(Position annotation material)
* START *

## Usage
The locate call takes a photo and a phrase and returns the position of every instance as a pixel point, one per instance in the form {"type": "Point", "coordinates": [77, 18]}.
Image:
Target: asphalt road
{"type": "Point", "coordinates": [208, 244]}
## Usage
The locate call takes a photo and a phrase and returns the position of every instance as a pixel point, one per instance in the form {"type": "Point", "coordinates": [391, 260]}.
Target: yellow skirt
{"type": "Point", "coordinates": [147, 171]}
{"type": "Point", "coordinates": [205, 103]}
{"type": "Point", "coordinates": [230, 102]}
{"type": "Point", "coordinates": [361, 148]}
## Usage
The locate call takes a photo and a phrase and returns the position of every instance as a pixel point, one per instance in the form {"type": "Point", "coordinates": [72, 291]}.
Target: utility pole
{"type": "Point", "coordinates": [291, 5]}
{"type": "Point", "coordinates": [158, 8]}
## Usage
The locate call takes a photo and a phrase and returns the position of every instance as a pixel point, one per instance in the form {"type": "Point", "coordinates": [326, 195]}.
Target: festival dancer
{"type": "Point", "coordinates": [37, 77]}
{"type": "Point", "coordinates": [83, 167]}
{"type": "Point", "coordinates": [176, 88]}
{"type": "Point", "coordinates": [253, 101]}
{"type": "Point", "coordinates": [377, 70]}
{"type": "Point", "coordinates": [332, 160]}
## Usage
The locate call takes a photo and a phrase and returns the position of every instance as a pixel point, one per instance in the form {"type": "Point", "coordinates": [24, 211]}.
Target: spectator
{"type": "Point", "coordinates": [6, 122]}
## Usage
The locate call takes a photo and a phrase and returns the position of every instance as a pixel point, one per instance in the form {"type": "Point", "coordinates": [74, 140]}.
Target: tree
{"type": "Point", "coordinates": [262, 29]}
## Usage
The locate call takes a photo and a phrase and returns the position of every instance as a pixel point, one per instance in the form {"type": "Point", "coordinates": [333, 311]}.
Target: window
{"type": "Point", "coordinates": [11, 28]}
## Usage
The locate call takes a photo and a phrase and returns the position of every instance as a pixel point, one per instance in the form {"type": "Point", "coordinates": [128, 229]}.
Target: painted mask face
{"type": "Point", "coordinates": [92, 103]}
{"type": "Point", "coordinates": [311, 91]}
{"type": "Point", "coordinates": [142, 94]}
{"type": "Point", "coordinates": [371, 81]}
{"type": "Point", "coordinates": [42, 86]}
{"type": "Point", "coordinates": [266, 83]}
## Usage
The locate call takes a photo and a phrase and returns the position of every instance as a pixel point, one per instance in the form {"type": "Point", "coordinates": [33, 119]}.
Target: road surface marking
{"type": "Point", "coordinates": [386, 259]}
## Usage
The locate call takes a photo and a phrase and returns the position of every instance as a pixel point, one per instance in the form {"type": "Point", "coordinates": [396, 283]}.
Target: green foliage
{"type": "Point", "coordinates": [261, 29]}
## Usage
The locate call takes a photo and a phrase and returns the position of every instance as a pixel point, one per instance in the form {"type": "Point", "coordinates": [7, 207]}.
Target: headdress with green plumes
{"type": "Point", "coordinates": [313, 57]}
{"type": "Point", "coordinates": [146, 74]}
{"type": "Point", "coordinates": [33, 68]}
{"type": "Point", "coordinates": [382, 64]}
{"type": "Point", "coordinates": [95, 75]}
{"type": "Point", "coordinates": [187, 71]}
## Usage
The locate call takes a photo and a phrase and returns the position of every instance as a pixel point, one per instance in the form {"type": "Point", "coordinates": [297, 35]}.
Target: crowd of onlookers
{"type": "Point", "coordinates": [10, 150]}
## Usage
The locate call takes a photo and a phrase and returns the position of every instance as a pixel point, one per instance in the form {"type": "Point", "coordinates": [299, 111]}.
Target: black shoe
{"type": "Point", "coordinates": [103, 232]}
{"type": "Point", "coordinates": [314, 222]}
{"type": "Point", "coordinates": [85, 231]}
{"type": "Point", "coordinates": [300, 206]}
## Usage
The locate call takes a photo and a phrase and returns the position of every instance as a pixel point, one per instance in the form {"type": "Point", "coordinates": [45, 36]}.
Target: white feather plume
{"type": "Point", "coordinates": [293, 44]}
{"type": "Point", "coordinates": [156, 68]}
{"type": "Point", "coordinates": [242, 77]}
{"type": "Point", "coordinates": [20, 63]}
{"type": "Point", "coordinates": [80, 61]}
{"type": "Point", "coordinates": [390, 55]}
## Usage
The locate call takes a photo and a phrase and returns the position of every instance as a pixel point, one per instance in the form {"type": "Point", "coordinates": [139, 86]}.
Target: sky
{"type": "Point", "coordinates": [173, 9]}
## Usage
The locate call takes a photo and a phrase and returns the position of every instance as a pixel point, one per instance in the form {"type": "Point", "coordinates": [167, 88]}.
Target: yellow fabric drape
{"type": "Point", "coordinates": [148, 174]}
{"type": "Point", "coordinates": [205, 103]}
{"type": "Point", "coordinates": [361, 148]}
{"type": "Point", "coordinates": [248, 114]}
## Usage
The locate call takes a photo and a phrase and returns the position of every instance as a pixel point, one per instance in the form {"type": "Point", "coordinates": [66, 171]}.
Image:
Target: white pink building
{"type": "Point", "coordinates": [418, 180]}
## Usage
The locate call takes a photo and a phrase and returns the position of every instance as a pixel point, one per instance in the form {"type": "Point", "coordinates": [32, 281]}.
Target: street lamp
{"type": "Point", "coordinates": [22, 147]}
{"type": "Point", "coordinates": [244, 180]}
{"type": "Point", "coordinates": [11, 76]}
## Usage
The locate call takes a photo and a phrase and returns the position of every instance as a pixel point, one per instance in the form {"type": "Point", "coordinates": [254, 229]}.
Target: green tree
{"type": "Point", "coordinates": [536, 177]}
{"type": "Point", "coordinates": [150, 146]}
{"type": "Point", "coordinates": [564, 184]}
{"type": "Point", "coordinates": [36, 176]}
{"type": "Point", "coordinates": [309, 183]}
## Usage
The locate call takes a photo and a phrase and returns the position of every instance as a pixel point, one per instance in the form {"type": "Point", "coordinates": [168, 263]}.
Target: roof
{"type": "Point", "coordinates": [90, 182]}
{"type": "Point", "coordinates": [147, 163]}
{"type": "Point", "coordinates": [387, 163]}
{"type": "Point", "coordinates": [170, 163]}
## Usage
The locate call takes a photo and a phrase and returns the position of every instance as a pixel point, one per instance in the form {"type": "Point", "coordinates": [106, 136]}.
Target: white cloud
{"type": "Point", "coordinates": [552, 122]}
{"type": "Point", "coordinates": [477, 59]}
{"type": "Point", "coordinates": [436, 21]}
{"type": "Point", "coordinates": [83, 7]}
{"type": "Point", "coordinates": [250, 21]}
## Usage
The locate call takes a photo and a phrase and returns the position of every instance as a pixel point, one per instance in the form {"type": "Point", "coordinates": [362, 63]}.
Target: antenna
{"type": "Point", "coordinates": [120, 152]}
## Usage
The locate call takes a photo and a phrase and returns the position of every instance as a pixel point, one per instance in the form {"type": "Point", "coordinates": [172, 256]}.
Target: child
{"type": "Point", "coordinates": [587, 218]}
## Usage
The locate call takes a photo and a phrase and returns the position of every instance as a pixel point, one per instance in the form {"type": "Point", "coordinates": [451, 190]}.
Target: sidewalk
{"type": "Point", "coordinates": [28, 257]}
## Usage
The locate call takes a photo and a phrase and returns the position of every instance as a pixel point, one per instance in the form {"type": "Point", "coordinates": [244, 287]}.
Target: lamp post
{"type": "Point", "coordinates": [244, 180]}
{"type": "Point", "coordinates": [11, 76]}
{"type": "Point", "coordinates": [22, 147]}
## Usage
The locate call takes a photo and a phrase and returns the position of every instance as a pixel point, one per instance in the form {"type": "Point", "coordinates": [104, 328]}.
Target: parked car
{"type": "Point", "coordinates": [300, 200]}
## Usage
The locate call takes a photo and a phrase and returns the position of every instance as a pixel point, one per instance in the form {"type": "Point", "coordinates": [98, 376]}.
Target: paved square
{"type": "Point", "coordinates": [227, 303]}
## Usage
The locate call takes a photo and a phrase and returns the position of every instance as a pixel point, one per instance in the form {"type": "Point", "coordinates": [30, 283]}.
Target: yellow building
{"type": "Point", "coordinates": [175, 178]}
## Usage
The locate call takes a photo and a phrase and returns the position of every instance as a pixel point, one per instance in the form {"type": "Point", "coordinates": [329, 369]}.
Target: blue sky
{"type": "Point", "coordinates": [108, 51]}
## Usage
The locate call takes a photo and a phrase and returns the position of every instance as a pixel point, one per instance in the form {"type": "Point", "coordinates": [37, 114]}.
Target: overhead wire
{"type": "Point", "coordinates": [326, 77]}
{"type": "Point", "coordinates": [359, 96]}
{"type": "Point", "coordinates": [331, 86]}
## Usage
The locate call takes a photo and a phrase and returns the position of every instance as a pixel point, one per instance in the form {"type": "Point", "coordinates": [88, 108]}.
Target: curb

* END *

Short exercise: Return every line of the material above that contains the word "yellow", treating case as significant.

Worked solution:
Target: yellow skirt
Target: yellow fabric drape
Target: yellow building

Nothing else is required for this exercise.